PASSAGE FOR REVIEW →
== Segment start ==

The role of physicians becomes a part of a complex strategy of risk management based on a system focused approach whose objectives are to increase transparency regarding adverse outcomes and support physicians in disclosing adverse outcomes to patients, to investigate via root – causes analysis and explain what happened, to improve patient safety and implement systems to avoid recurrence of incidents, using information from cases of medical injury and near misses to identify safety-enhancing interventions and working with hospital staff to implement them. Finally, conciliation system through the healthcare institution’s insurance is implemented as a tool for alternative dispute resolution that may avoid lawsuits, reduce liability costs, and improve access to compensation by meeting the financial needs of injured patients and their families quickly and fairly in the aftermath of an injury.
In this context the role of healthcare givers is of paramount importance with regard to the informational burden. It could not be otherwise. It is up to the health care giver who is, in some way, involved in the negative event, to explain to the patient and relatives what happened. Educational programs implement trainings in disclosure skills are provided, and hospitals and supervising physicians provide and support training.

== Segment end ==

TASKS TO COMPLETE →
1/ Update part of the passage on risk management in healthcare, starting at the words "In this context" and stopping after "and support training.", with "relatives" replaced by "family members".
2/ Turn the paragraph of the passage on risk management in healthcare that opens "In this context the role of healthcare givers" into a short list that keeps its main facts.
3/ Pick up the passage on risk management in healthcare after its last sentence and carry it forward.

RECORDED INFORMATION →
== Segment start ==

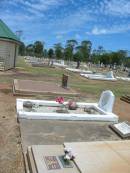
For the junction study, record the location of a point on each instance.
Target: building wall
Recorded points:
(8, 52)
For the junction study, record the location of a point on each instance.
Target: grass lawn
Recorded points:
(82, 85)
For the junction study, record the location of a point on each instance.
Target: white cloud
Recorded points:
(117, 7)
(113, 30)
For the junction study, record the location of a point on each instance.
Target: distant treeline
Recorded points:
(73, 51)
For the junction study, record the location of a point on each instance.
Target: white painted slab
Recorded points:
(109, 76)
(104, 109)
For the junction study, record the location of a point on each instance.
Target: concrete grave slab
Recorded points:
(30, 87)
(43, 109)
(49, 132)
(100, 157)
(46, 159)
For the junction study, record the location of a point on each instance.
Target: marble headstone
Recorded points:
(106, 101)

== Segment end ==

ANSWER LIST →
1/
In this context the role of healthcare givers is of paramount importance with regard to the informational burden. It could not be otherwise. It is up to the health care giver who is, in some way, involved in the negative event, to explain to the patient and family members what happened. Educational programs implement trainings in disclosure skills are provided, and hospitals and supervising physicians provide and support training.

2/
- Healthcare givers play a central role in meeting the duty to inform.
- The healthcare giver involved in a negative event must explain to the patient and relatives what happened.
- Educational programs offer training in disclosure skills, and hospitals and supervising physicians provide and support this training.

3/
In this scenario, the provisions of the code of medical ethics could hardly remain insensitive to a growing need for quality in health services, involving the direct participation of the physician. The new code meets the need for patient safety by underlining the central role of the physician who must contribute to the prevention and management of clinical risk. This is achieved through good clinical practice and all other methods approved by the scientific community to individuate therapeutic treatments which are safe and consistent with need. However, it also depends on the physician’s utmost care to inform the patient and secure his/her consent, including the disclosure of an unwanted event and its causes, and to identify, report, evaluate, and assess the causes of sentinel events, errors, ‘near-misses’ and adverse events [23–25].